╭─ Records supplied

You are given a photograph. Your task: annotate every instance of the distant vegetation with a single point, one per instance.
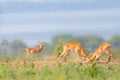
(89, 42)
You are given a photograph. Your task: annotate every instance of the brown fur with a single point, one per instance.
(102, 49)
(34, 51)
(72, 46)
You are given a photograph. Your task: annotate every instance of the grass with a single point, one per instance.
(10, 70)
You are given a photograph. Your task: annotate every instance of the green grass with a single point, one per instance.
(67, 71)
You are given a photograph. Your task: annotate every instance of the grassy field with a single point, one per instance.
(17, 69)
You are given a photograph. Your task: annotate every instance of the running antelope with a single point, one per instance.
(34, 51)
(102, 49)
(73, 46)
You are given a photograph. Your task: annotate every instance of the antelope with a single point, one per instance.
(102, 49)
(73, 46)
(34, 51)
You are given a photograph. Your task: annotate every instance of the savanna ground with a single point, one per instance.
(49, 69)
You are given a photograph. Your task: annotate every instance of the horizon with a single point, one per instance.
(54, 17)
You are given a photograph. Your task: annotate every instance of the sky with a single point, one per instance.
(35, 20)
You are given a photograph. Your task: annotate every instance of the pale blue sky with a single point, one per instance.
(59, 16)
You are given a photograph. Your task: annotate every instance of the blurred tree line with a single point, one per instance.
(89, 42)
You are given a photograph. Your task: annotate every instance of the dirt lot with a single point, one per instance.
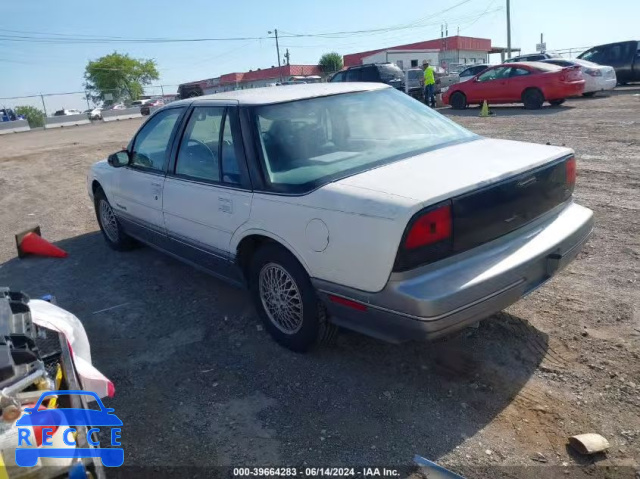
(199, 383)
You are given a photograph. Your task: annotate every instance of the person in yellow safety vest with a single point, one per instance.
(429, 84)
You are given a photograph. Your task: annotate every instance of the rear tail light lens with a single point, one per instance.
(349, 303)
(428, 237)
(430, 228)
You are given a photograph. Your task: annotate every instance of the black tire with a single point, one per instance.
(314, 327)
(117, 239)
(458, 101)
(532, 99)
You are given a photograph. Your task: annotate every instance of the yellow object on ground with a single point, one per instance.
(53, 402)
(3, 469)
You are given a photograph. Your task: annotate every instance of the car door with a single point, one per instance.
(137, 188)
(519, 78)
(207, 193)
(488, 86)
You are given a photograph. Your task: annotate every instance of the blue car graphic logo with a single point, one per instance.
(27, 453)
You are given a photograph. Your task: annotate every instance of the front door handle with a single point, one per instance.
(156, 189)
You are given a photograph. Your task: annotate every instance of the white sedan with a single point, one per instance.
(597, 77)
(344, 204)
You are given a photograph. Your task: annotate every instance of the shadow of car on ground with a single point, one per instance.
(508, 110)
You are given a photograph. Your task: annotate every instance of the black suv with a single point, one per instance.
(624, 57)
(374, 73)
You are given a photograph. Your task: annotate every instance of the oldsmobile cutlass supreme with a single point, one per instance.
(344, 204)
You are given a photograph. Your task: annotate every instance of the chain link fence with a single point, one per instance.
(45, 105)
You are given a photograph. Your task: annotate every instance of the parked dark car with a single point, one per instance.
(387, 73)
(624, 57)
(531, 57)
(146, 108)
(7, 114)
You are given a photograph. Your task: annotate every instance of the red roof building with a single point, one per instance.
(452, 49)
(250, 79)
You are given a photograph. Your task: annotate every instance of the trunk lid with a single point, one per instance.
(490, 187)
(448, 172)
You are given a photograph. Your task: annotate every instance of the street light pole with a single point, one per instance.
(278, 51)
(508, 29)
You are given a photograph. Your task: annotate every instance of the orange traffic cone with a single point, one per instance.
(30, 242)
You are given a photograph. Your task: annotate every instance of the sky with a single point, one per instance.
(31, 68)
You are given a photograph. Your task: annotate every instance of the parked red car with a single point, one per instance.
(146, 108)
(531, 83)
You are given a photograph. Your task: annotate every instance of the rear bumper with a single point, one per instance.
(564, 90)
(438, 299)
(600, 84)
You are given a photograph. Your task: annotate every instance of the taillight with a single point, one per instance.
(430, 228)
(570, 173)
(428, 237)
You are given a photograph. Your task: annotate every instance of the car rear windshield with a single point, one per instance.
(545, 67)
(308, 143)
(390, 72)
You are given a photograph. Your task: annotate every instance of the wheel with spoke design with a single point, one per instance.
(286, 301)
(109, 224)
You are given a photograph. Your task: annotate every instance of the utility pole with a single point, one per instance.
(43, 105)
(278, 51)
(508, 29)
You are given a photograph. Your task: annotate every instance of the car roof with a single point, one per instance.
(541, 65)
(281, 94)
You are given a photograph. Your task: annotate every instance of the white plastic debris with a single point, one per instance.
(589, 443)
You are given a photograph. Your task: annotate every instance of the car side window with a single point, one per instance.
(494, 74)
(338, 77)
(198, 153)
(353, 74)
(614, 54)
(370, 74)
(152, 141)
(519, 72)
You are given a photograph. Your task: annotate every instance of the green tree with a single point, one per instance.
(330, 62)
(34, 116)
(119, 75)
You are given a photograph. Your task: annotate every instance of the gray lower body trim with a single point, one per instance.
(208, 261)
(441, 299)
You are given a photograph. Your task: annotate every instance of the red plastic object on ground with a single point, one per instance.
(30, 242)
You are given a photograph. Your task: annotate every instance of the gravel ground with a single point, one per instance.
(199, 383)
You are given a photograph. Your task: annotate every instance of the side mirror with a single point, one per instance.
(119, 159)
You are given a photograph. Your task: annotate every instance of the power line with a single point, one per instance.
(63, 38)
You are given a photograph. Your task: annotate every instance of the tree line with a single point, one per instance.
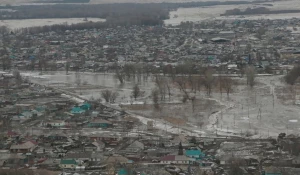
(83, 10)
(259, 10)
(101, 10)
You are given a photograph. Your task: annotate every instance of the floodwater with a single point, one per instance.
(90, 85)
(17, 24)
(199, 14)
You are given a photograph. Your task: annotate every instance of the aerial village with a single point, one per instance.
(48, 128)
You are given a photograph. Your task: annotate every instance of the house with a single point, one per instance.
(176, 159)
(77, 110)
(296, 162)
(99, 123)
(180, 138)
(79, 156)
(136, 146)
(26, 147)
(68, 163)
(95, 146)
(197, 154)
(117, 159)
(85, 106)
(12, 134)
(271, 171)
(56, 123)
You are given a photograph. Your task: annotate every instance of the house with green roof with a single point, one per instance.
(68, 163)
(195, 154)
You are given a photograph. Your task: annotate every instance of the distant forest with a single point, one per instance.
(260, 10)
(62, 1)
(158, 10)
(123, 14)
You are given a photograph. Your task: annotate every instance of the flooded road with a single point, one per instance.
(89, 85)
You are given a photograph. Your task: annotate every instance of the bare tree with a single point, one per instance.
(161, 84)
(168, 85)
(120, 76)
(136, 92)
(293, 75)
(77, 79)
(106, 94)
(155, 98)
(227, 85)
(250, 73)
(113, 97)
(17, 77)
(208, 81)
(193, 100)
(67, 67)
(235, 164)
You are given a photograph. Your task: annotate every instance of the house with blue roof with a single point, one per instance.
(197, 154)
(77, 110)
(86, 106)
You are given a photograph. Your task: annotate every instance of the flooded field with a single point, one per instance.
(90, 85)
(16, 24)
(262, 113)
(209, 13)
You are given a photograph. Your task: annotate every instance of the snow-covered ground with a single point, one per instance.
(257, 112)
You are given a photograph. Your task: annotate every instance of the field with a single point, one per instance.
(15, 24)
(265, 110)
(209, 13)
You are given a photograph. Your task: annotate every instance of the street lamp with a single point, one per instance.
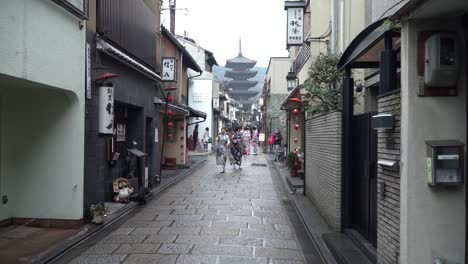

╰─

Task requirements:
Return the data above unchanged. Pictures are not part of the copy.

Reply to the exercise:
You are given a photograph. Your task: annotate every instance of the distant vegetation with a single point, one per instance.
(89, 42)
You are given a photograph. Your task: annotate every instance of the brown fur with a single point, one per instance.
(102, 49)
(34, 51)
(72, 46)
You are given a photograph. Your task: annotate every instance of the grass with a single point, one per instance.
(10, 70)
You are given a photograph. Your task: annotate every instance of the green grass with a single point, one per instance.
(67, 71)
You are given a photograph. Your task: annotate every instance of the grassy field with a single point, one per instance.
(17, 69)
You are given a photograph. Your task: annotate every instance of the running antelope with a single point, one per instance.
(34, 51)
(102, 49)
(73, 46)
You are given a photograph. Your task: annotate every instance of the antelope with a single point, one per instance.
(102, 49)
(73, 46)
(34, 51)
You are given a photograph. Your task: annotate every instance of the savanna ground with a single point, one per instance.
(49, 69)
You are given a photograph. Your task: annotate every instance of the horizon with a single point, one per instance.
(54, 17)
You are given a photograph. Your task: annotate every instance of the sky with a single point, one per instance.
(35, 20)
You are given a photograph. Your task: annotate every instance of the pale blue sky with a single point, one per instance.
(59, 16)
You are given a photograph. Your task: annotate every instance of the blurred tree line with a single point, one per instance.
(89, 42)
You are given a photograph. Your task: annotate every instance of the dirt lot with a single point, one per instance.
(199, 383)
You are given a photograph. Your task: annotate every instance of the person in yellow safety vest with a single point, one per instance.
(429, 84)
You are given a photograph. Your task: annotate every instance of the rear tail light lens with a single point, one per instance.
(349, 303)
(428, 237)
(430, 228)
You are given a photograph. Your task: annotate every instance of the black tire with a single point, one per instance.
(314, 327)
(117, 239)
(458, 101)
(532, 99)
You are given a photograph. Your task: annotate every instance of the yellow object on ground with a single point, one per instance.
(53, 402)
(3, 469)
You are given a photograph. Your task: annotate every instance of the car door with a single point, one per instance.
(137, 188)
(519, 78)
(207, 193)
(488, 86)
You are given a photograph. Your task: annotate every instance of the blue car graphic logo with a single point, one per instance.
(27, 453)
You are given a photograph. Your task: annotate every instance of the front door handle with a single point, one per instance.
(156, 189)
You are given a photograph. Your task: annotate every instance of the white sedan with a single point, one per instance.
(597, 77)
(344, 204)
You are given a photograph. Your task: annotate every instance of the shadow of car on ground with a single point, one per instance.
(508, 110)
You are given a photograph. Your task: annotate every instance of the black suv with a single point, one per instance.
(624, 57)
(374, 73)
You are given a photograph. Your task: annotate every instance of the oldsmobile cutlass supreme with a single point, one per instance.
(344, 204)
You are given a photograph. Your task: annotate every instance of the chain link fence with a single point, one per instance.
(45, 105)
You are given a photograph. Your task: annotate every instance of the parked dark car with a single point, one per instance.
(387, 73)
(624, 57)
(531, 57)
(146, 108)
(7, 114)
You are given a photograph. Your task: annotate every instance of the red roof building with a single point, one per instance.
(452, 49)
(250, 79)
You are given a photograph. Your task: annotate every instance of the trunk lid with a single point, one per instance.
(490, 187)
(448, 172)
You are given a photograph. Your task: annotate every instance of the street light pole with a single point, one per instance.
(278, 51)
(508, 29)
You are given a photograph. Your task: annotate every instance of the orange traffic cone with a single point, one per instance.
(30, 242)
You are given a photograph. Your task: annotate every instance of the sky with a single point, one per instance.
(31, 68)
You are given a photograph. Your task: annotate every instance of the parked red car with a single point, one per instance.
(146, 108)
(531, 83)
You are given a photograph. Your task: annotate every instance of the rear bumper with a single point, one per instance.
(564, 90)
(438, 299)
(600, 84)
You are given a photograph. Your task: annotate every instance of the taillight with a single point, one per instance.
(430, 228)
(570, 173)
(428, 237)
You are given a photograph. Your task: annotate every instance of the car rear windshield with a single point, one per instance.
(545, 67)
(308, 143)
(390, 72)
You are given a photograph. Your task: annotate every instance of the wheel with spoke design with a single point, one per instance.
(286, 301)
(109, 224)
You are given a photograph. Your task: annotate every instance of the utility pole with a single point, one per instance.
(43, 105)
(278, 51)
(508, 29)
You are given a photograph. Your task: annotate every instance of the car roof with a single point, one per instance.
(541, 65)
(281, 94)
You are given a photograph. Your task: annotate every instance of the white plastic debris with a single point, one per instance.
(589, 443)
You are given a photograph. Your task: annotate every instance of the car side window with a single point, one per instance.
(494, 74)
(338, 77)
(198, 153)
(353, 74)
(614, 54)
(370, 74)
(152, 141)
(519, 72)
You are given a photograph. Your task: annotate every instance of the green tree with a single point, one per instance.
(330, 62)
(34, 116)
(119, 75)
You are given a photograph. Your task: annotate every instance of the gray lower body trim with a single point, one per instance.
(208, 261)
(441, 299)
You are given a photograph. Your task: annotate every instance of the red plastic object on ground with a single point, one per instance.
(30, 242)
You are given a photograph. Your task: annotate every instance of the gravel ground with a single point, one per instance.
(199, 383)
You are given a photograph. Your task: annotate every instance of the side mirror with a single point, one per instance.
(119, 159)
You are given a photograph. Your task: annotate every instance of the power line with a single point, one per instance.
(63, 38)
You are given a photograph. Your task: annotate every instance of the tree line with a single point, one per instance.
(83, 10)
(259, 10)
(101, 10)
You are given a photograph. Your task: annotate every instance of the floodwater with a single point, one per instance.
(90, 85)
(17, 24)
(199, 14)
You are given a photograph. Your task: annotate every instance of the aerial village with a single point, one per instance.
(48, 128)
You are given a photograph. Your task: annotate every instance of the house with a single point, one per instance.
(176, 159)
(77, 110)
(296, 162)
(99, 123)
(180, 138)
(79, 156)
(136, 146)
(26, 147)
(68, 163)
(95, 146)
(197, 154)
(117, 159)
(85, 106)
(12, 134)
(271, 171)
(56, 123)
You are given a photograph. Your task: annotate every instance of the house with green roof with a single point, one per instance.
(68, 163)
(195, 154)
You are given a photograph. Your task: annotate every instance of the distant forest with a single point, one per instance.
(260, 10)
(62, 1)
(158, 10)
(123, 14)
You are given a photograph. Your task: annotate every instance of the flooded road with a single point, one per instance.
(89, 85)
You are given a photograph. Your task: annotate every instance of the bare tree with a single point, one per instance.
(161, 84)
(168, 85)
(120, 76)
(136, 92)
(293, 75)
(77, 79)
(106, 94)
(155, 98)
(227, 85)
(250, 73)
(113, 97)
(17, 77)
(208, 81)
(193, 100)
(67, 67)
(235, 164)
You are given a photograph. Your task: annotate every instance of the house with blue roof with a single point, one per instance.
(197, 154)
(77, 110)
(86, 106)
You are given a photograph. Your task: annotate every instance of the flooded field with a single point, one per instance.
(90, 85)
(16, 24)
(262, 113)
(209, 13)
You are given a photograph. Your task: annotate every instance of the snow-covered ground with a single point, one per instance.
(257, 112)
You are given a photograph. Your task: annotate every instance of the field with a single point, one per instance.
(15, 24)
(265, 110)
(209, 13)
You are given a photograph. Your task: annotate every instance of the street lamp with a single point, one per instance.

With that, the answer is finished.